● **Text**

- - - - -

Auch der Angeklagte berief sich immer wieder auf seine Trunkenheit. Er konnte sich vor Gericht auch nicht an die Polizisten, die ihn am Hafenbahnhof und anderenorts im Laufe des nächsten Jahres verhafteten, erinnern.
Die im Zeugenstand befragten Polizeibeamten konnten sich dagegen gut erinnern: an Beleidigungen durch den Tatverdächtigen und daran, wie er sich widersetzte. Wie stark alkoholisiert der Beklagte gewesen sei, wollte der Richter von einem Polizisten im Zeugenstand wissen. „Er konnte noch gerade laufen und machte keinen volltrunkenen Eindruck“, so der Beamte.

- - - - -

● **Datensatz**
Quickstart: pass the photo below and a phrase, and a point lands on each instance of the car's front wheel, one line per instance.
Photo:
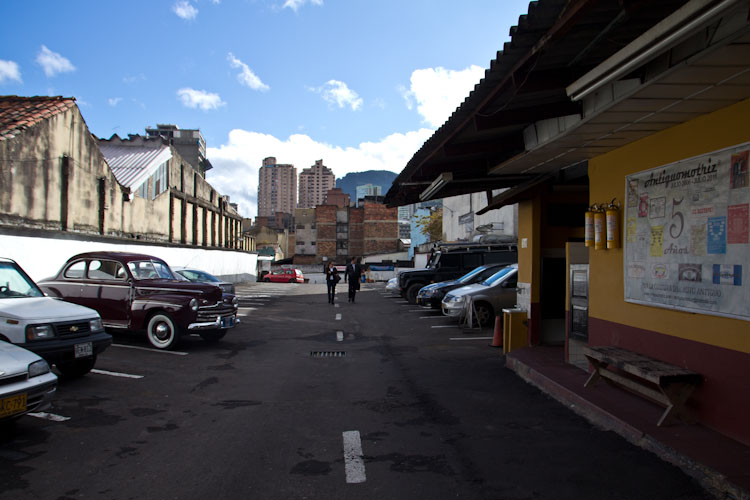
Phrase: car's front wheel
(412, 291)
(213, 335)
(77, 368)
(161, 331)
(483, 314)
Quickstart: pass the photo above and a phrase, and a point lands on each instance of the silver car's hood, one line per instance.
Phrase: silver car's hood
(465, 290)
(44, 309)
(14, 359)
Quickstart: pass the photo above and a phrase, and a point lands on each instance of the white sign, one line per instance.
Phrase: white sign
(686, 234)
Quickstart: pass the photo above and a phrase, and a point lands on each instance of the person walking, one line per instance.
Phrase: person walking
(332, 278)
(354, 273)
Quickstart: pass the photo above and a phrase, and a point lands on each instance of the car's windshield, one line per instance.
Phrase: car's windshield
(199, 276)
(470, 275)
(14, 283)
(150, 270)
(497, 276)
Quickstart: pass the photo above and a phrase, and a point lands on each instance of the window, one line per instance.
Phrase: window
(76, 270)
(106, 270)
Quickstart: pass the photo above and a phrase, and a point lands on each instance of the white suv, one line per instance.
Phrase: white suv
(64, 334)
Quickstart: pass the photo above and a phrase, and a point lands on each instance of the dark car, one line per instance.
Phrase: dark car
(198, 276)
(140, 293)
(432, 295)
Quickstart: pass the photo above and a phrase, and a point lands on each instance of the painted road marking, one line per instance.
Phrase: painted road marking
(49, 416)
(176, 353)
(354, 464)
(115, 374)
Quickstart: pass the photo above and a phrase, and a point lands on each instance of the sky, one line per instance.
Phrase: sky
(358, 84)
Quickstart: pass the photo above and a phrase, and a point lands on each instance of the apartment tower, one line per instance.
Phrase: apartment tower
(314, 183)
(277, 188)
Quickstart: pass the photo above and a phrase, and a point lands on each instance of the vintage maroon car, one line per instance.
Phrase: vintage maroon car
(139, 292)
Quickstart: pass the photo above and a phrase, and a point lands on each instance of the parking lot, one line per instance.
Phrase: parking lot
(378, 399)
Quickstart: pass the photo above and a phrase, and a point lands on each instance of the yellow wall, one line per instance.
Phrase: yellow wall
(529, 258)
(717, 130)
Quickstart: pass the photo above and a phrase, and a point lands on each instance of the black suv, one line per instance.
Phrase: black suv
(450, 263)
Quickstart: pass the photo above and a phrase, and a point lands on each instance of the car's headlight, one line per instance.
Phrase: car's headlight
(39, 332)
(38, 368)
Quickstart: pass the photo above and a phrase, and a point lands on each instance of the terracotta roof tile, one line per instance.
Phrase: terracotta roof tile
(17, 113)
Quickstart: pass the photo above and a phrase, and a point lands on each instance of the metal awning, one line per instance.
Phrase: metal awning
(520, 123)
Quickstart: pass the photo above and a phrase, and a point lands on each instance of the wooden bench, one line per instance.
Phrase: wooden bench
(674, 384)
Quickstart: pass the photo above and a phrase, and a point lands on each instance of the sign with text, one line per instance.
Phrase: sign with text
(687, 227)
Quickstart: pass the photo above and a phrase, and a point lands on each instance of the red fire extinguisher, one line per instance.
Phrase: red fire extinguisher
(613, 224)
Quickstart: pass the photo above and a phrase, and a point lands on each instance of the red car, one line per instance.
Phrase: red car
(284, 276)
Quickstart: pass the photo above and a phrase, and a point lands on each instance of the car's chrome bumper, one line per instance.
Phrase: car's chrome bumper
(453, 310)
(221, 322)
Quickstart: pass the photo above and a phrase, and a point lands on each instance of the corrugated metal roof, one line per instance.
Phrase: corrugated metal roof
(133, 165)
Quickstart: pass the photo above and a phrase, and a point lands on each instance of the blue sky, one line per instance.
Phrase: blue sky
(358, 84)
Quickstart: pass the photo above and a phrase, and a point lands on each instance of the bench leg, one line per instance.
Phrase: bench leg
(677, 395)
(595, 374)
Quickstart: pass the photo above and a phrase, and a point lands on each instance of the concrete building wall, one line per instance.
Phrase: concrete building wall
(460, 221)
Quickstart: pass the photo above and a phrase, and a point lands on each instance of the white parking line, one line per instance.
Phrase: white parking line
(354, 464)
(176, 353)
(115, 374)
(49, 416)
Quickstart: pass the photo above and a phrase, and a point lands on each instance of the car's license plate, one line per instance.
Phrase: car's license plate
(12, 405)
(84, 350)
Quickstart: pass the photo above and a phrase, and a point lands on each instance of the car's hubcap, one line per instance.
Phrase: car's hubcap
(162, 331)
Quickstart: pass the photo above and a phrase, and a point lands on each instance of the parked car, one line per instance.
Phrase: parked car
(489, 296)
(66, 335)
(141, 293)
(26, 382)
(285, 276)
(198, 276)
(450, 262)
(432, 295)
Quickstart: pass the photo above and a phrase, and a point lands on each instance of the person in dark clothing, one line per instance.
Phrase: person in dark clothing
(332, 278)
(354, 273)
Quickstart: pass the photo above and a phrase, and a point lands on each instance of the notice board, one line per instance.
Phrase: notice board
(686, 244)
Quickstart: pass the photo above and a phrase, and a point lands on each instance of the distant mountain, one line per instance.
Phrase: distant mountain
(349, 182)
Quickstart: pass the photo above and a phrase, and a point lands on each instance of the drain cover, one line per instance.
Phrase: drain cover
(327, 354)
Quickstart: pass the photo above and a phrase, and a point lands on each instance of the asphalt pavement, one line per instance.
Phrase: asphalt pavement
(308, 400)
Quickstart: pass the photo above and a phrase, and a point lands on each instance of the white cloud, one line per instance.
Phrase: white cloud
(437, 92)
(53, 63)
(199, 99)
(185, 10)
(296, 4)
(237, 162)
(9, 71)
(246, 76)
(336, 92)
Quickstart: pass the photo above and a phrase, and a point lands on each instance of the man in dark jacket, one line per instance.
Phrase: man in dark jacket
(354, 274)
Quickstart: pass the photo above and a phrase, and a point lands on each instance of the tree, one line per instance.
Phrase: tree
(431, 225)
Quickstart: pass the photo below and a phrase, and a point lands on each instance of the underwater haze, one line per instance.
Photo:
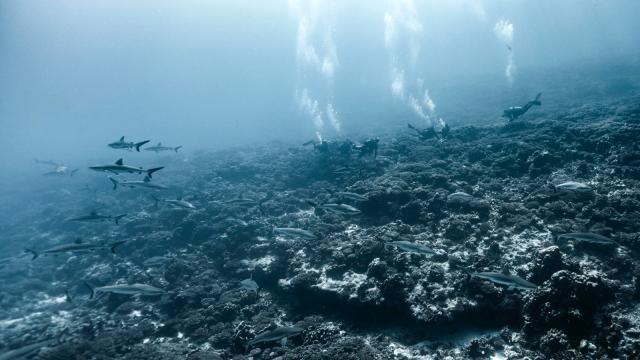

- - - - -

● **Aufgabenliste**
• A. Nennen Sie alle Substantive, mit denen der Gerichtsbericht die angeklagte Person bezeichnet, jeweils in der Form, in der sie dort erscheinen.
• B. Setzen Sie den Gerichtsbericht im Anschluss an seinen letzten Satz fort.

● **Ergebnisse**
• A. der Angeklagte, den Tatverdächtigen, der Beklagte

• B.
Die Anklageschrift beschuldigt den Mann zahlreicher Vergehen auch im Laufe des Jahres 2018: Sachbeschädigungen am Zeppelin-Museum in Friedrichshafen, eingeschlagene Fensterscheiben bei einem Lokal an der Uferpromenade, eine Auseinandersetzung am Stadtbahnhof und ein eskalierter Streit während einer Bahnfahrt. Eine Prügelei in Kressbronn gab der Beschuldigte auch zu. Die umfangreiche Anklageschrift spricht mehrfach von Faustschlägen ins Gesicht oder von Tritten. Auch habe der Beschuldigte Straßenpoller und Steine gegen andere eingesetzt. Nach einer Feier auf seinem Zimmer in Tettnang habe er einen anderen Heimbewohner gewürgt und mit einem Messer bedroht.
Weil weitere Zeugen gehört werden sollen, wurde die Sache vertagt. Die Hauptverhandlung soll am 22. Mai fortgesetzt werden.